Without the pictures, write out all the lines below exactly as they appear.
START SUPPLIED ENTRIES
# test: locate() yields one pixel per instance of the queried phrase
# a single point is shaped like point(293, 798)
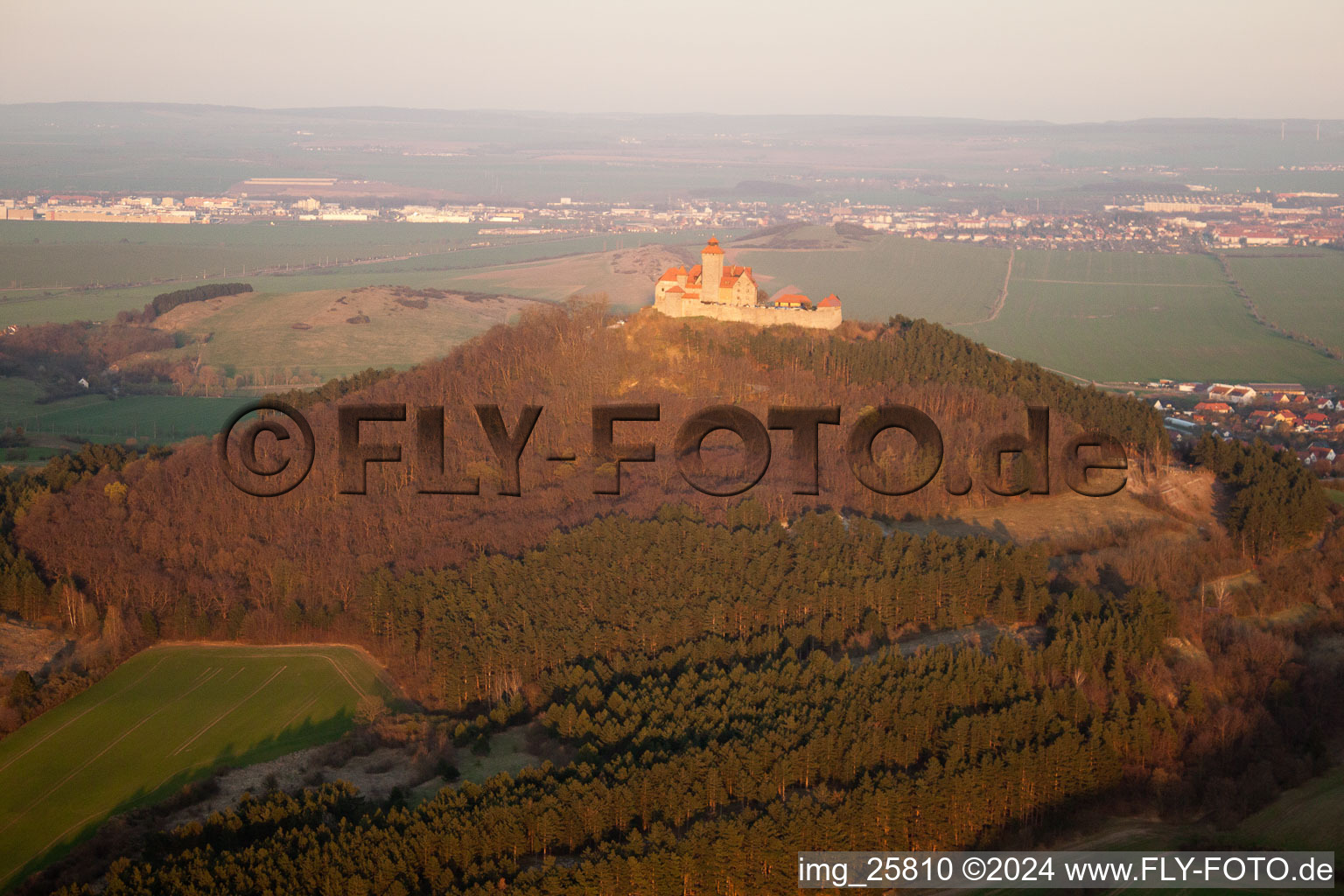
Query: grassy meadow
point(1123, 316)
point(58, 280)
point(95, 418)
point(1303, 294)
point(310, 338)
point(163, 719)
point(885, 276)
END SUPPLIED ENTRIES
THE ANSWER.
# test: locate() yields one pixel per instance of the queried phrase
# a single point is shaped like point(293, 798)
Query: grassy meadow
point(1123, 316)
point(58, 280)
point(95, 418)
point(1303, 294)
point(310, 338)
point(163, 719)
point(885, 276)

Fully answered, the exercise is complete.